**Aim of the exercise**
Return exactly the lines of the records below, starting at the line that contains "point at the bench armrest" and ending at the line that contains "point at the baby's white shoe", with both of those lines kept.
The records START
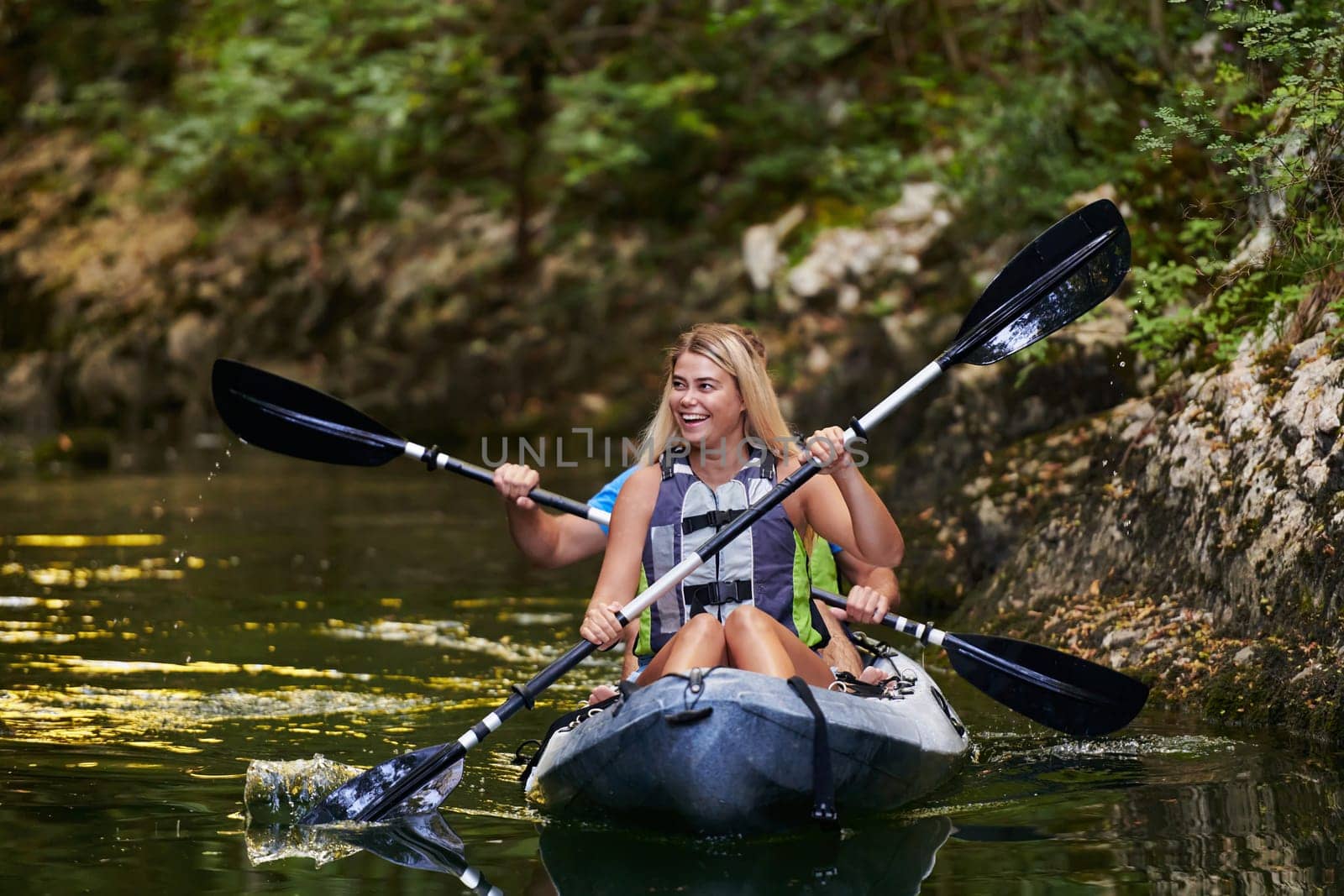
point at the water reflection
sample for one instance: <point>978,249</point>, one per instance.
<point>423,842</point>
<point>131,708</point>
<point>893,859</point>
The records END
The records START
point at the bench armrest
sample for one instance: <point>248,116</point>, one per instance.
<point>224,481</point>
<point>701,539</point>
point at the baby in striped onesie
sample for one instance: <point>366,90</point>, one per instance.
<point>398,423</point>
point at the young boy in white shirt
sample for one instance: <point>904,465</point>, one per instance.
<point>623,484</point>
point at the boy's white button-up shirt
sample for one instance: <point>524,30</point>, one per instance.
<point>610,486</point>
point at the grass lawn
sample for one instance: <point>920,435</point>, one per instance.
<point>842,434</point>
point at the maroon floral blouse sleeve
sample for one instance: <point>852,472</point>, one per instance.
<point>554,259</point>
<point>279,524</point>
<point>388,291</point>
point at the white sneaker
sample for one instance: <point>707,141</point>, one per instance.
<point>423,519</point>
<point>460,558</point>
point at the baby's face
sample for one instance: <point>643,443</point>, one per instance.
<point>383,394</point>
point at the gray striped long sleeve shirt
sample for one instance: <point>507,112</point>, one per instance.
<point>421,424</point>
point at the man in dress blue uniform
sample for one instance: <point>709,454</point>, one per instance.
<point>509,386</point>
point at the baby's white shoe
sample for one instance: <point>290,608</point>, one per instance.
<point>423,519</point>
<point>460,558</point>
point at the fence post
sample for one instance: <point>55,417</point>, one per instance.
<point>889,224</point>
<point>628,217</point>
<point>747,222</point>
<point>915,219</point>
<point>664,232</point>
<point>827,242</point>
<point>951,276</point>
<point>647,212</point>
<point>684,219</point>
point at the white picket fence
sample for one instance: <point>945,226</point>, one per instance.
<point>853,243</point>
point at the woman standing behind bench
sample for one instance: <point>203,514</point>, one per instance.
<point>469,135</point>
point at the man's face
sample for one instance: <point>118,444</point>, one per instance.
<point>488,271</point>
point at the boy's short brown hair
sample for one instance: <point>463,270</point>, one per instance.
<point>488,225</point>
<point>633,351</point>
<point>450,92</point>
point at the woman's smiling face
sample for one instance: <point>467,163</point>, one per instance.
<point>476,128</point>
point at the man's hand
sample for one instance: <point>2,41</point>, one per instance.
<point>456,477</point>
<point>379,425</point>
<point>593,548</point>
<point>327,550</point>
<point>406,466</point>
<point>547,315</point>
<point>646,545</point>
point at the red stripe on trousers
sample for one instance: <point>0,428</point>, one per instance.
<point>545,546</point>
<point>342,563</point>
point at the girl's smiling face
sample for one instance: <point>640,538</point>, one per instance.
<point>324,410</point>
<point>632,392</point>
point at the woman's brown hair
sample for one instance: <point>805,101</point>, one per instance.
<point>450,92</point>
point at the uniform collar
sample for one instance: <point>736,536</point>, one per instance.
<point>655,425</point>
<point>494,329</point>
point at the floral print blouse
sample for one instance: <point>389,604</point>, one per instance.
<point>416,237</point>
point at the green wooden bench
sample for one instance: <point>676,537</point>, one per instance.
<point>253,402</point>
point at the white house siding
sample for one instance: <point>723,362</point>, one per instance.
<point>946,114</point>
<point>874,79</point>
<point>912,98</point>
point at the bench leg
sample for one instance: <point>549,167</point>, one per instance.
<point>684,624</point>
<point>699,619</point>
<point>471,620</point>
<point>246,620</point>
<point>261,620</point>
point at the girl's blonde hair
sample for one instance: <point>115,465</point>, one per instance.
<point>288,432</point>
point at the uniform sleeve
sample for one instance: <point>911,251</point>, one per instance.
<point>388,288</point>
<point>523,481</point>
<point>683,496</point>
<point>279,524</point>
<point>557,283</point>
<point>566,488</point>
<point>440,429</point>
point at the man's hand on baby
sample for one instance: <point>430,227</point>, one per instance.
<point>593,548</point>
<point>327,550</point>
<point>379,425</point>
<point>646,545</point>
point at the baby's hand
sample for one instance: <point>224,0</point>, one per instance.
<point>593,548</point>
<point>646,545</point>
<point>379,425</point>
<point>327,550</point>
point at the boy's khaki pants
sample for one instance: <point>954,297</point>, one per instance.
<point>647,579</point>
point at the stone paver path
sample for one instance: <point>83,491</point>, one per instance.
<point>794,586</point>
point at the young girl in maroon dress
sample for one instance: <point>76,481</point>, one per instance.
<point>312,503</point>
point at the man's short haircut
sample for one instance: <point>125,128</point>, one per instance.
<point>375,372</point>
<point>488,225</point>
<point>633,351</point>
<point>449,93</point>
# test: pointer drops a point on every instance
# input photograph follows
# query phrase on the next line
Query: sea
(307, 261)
The records END
**Output**
point at the bench armrest
sample for one instance: <point>248,116</point>, one per instance.
<point>224,481</point>
<point>701,539</point>
point at the baby in striped onesie
sample for one instance: <point>366,90</point>, one per instance.
<point>398,423</point>
point at the young boy in white shirt
sample for one instance: <point>904,465</point>, one per instance.
<point>623,484</point>
point at the boy's white button-up shirt
sample for one instance: <point>524,30</point>, one per instance.
<point>610,486</point>
point at the grass lawn
sample for one instance: <point>920,435</point>, one per instance.
<point>842,434</point>
point at the maroon floral blouse sleeve
sample for one instance: <point>852,472</point>, one per instance.
<point>554,259</point>
<point>279,524</point>
<point>388,291</point>
point at the white sneaker
sample for one instance: <point>707,141</point>, one per instance.
<point>423,519</point>
<point>460,558</point>
point at the baby's face
sample for one instance: <point>643,443</point>, one per instance.
<point>383,394</point>
point at the gray striped long sleeve shirt
sample for one instance: <point>507,112</point>, one per instance.
<point>421,424</point>
point at the man in dress blue uniform
sample for one instance: <point>709,454</point>, one per instance.
<point>509,386</point>
point at the baby's white shoe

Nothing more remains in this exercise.